(Region pointing data)
────────────────────────────────────────
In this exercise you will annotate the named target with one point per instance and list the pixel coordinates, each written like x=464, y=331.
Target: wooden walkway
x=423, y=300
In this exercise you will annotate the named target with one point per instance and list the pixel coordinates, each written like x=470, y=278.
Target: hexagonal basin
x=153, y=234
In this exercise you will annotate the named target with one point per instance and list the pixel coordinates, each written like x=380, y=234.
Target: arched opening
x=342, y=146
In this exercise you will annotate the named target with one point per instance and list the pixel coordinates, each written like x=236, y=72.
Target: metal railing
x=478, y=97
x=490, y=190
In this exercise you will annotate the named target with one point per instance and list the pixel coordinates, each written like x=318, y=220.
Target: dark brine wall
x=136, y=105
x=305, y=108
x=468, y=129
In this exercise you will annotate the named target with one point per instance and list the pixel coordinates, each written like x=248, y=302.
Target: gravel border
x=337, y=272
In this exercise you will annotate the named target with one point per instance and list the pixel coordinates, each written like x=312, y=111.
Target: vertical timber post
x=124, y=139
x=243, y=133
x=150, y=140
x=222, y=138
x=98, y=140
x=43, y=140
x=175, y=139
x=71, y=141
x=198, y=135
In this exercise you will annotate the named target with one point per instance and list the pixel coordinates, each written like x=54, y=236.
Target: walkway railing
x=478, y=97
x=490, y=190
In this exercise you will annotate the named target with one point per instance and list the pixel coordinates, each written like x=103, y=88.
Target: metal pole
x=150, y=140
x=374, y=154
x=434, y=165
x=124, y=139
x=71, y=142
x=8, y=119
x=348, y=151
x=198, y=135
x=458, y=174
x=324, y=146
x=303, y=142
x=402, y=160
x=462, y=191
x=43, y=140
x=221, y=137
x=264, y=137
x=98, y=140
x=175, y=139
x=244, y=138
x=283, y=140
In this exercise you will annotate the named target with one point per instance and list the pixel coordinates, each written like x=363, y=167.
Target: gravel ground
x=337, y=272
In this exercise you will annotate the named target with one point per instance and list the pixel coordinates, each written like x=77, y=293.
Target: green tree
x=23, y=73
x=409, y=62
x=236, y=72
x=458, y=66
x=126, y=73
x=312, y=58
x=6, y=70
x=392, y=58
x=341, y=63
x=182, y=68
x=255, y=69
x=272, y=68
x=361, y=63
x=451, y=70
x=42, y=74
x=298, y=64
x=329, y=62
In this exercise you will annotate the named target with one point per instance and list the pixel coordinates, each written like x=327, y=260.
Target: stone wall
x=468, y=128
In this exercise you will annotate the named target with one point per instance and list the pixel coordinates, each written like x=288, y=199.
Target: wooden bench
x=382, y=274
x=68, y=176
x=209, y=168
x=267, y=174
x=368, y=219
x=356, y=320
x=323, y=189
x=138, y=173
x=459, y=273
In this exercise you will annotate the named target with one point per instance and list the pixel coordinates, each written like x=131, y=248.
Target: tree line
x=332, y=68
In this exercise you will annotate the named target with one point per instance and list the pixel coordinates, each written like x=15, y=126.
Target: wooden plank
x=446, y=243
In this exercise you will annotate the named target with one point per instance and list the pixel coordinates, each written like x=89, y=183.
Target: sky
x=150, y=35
────────────────────────────────────────
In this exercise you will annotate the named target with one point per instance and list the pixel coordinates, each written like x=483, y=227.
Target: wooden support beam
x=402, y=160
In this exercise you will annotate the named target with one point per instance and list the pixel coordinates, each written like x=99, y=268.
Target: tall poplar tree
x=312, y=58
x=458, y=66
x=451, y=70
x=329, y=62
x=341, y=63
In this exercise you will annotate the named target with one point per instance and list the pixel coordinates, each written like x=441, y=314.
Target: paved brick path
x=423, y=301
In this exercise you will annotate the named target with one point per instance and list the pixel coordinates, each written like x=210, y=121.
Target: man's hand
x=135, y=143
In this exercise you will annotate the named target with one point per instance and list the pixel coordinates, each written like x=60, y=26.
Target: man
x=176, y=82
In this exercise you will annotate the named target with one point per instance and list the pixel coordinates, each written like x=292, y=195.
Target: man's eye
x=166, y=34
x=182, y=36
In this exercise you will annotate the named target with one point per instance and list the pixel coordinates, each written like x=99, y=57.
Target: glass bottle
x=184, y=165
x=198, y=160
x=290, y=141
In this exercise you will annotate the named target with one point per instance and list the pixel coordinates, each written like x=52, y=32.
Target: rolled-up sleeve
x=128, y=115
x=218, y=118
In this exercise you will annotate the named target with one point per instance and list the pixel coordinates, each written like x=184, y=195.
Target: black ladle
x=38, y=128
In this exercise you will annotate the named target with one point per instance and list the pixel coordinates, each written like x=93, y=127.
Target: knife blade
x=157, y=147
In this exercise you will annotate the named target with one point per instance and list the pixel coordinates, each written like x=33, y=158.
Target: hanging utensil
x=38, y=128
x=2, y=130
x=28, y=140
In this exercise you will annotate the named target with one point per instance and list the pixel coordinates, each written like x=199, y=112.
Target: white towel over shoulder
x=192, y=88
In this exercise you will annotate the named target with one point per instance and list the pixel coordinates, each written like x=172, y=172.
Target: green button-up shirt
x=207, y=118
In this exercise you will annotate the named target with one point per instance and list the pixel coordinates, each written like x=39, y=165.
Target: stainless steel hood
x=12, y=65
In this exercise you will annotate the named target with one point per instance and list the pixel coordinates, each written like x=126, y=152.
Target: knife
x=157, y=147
────────────────────────────────────────
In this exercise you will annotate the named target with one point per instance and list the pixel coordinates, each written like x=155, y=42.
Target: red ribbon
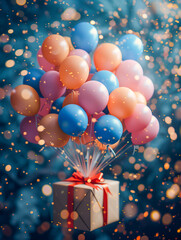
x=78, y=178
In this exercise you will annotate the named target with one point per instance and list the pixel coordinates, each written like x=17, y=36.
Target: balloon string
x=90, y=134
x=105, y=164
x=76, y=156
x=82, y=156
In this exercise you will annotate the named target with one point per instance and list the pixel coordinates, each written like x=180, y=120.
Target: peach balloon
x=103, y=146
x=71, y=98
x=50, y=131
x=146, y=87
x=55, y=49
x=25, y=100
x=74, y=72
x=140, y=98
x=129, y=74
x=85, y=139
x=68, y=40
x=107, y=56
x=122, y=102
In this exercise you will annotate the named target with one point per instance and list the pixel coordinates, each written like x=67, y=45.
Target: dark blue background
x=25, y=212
────────────────────────────────────────
→ Problem statement
Please copy the lines above from the line with "like x=15, y=126." up to and including the line with "like x=89, y=183.", exactly as written and with nothing else.

→ Response to this task
In this exercise you will annotate the named target with one point per instance and list the pixel coordinates, each written like x=15, y=126.
Target: wooden plank
x=446, y=243
In this exercise you will annotate the named target with one point per instance and list the pixel coordinates, each written like x=89, y=183.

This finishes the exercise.